--- start Available data ---
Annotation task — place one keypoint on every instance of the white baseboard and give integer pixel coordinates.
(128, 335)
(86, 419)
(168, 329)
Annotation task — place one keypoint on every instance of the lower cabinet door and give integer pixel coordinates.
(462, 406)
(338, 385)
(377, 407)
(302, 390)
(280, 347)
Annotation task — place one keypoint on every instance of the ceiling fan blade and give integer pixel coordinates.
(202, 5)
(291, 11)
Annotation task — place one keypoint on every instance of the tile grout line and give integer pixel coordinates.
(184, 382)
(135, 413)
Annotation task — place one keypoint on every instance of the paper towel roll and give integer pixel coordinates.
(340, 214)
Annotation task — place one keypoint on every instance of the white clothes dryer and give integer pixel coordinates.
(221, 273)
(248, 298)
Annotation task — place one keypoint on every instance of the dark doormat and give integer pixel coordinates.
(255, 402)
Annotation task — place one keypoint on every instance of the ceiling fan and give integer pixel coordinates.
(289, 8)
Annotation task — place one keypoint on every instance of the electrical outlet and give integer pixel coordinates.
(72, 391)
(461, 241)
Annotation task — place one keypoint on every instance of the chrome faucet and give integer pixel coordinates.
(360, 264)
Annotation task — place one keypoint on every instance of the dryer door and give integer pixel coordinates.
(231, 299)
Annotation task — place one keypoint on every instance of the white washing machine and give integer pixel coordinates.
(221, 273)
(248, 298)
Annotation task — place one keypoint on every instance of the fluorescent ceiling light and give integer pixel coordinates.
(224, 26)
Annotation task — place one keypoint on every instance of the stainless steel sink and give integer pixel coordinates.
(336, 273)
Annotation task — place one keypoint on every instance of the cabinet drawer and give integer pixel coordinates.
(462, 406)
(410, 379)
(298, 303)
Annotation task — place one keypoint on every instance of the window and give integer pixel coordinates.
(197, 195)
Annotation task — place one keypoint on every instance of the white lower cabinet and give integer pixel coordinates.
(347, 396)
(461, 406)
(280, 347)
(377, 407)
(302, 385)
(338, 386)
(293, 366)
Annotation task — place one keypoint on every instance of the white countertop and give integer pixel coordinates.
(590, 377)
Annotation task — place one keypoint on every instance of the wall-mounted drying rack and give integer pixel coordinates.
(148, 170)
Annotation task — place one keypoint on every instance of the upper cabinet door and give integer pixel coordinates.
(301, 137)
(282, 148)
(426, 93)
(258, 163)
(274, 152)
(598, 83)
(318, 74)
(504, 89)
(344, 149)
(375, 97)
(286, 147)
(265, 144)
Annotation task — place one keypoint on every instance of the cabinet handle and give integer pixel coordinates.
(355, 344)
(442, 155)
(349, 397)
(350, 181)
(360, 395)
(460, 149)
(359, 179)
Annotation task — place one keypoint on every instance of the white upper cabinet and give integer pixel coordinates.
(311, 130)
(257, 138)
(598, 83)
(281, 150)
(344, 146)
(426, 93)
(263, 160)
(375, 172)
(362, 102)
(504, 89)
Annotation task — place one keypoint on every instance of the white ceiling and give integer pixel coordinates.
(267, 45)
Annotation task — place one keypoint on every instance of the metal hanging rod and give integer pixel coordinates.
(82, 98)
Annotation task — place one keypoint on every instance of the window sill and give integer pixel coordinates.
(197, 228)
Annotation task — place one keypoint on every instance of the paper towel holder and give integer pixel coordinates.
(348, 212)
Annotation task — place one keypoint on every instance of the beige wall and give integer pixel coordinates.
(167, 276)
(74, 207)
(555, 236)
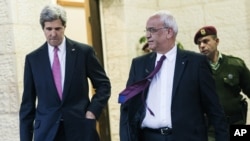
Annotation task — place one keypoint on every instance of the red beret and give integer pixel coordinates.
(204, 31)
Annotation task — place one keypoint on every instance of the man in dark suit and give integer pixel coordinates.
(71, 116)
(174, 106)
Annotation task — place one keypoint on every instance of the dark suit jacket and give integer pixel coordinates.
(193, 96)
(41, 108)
--- end Available data ---
--- start Available data ---
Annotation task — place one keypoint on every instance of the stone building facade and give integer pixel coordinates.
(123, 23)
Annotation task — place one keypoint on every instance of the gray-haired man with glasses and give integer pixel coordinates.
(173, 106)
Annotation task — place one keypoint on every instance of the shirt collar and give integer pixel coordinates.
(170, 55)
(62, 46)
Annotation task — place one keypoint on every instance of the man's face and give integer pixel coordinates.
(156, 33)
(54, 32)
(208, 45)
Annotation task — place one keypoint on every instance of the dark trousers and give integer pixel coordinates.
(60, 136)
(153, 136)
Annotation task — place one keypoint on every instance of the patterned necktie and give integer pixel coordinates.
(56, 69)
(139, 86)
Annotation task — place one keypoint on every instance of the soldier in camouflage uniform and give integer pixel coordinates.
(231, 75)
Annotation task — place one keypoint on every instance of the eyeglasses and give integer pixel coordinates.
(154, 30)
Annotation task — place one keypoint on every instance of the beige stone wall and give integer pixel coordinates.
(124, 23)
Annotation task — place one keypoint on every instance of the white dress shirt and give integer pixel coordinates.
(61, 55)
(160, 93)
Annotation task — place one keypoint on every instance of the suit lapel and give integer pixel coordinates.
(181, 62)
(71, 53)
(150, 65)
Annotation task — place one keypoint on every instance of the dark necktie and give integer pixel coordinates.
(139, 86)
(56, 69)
--- end Available data ---
--- start Available data ---
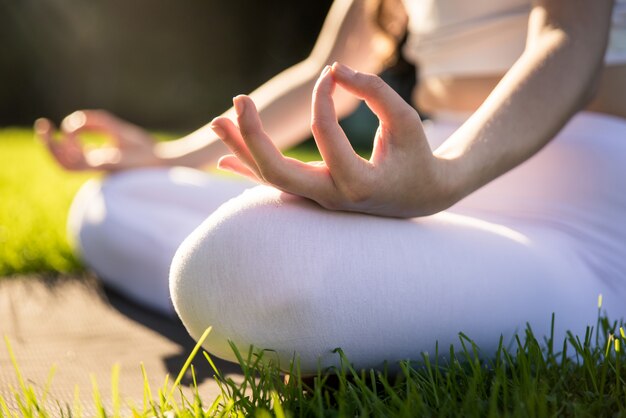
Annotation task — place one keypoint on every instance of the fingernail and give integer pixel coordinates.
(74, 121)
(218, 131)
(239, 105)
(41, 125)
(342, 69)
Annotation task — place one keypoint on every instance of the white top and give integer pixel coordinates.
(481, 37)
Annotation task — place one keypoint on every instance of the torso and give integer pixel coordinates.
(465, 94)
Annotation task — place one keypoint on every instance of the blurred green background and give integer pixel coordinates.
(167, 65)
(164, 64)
--- end Available data ---
Collect every line of the data above that contains the word "upper", and copy each one.

Result of this task
Annotation task — place one keypoint on every instance of the upper cabinet door and give integer pixel coordinates.
Annotation task — place one keypoint on every instance of the white upper cabinet and give integer pixel coordinates.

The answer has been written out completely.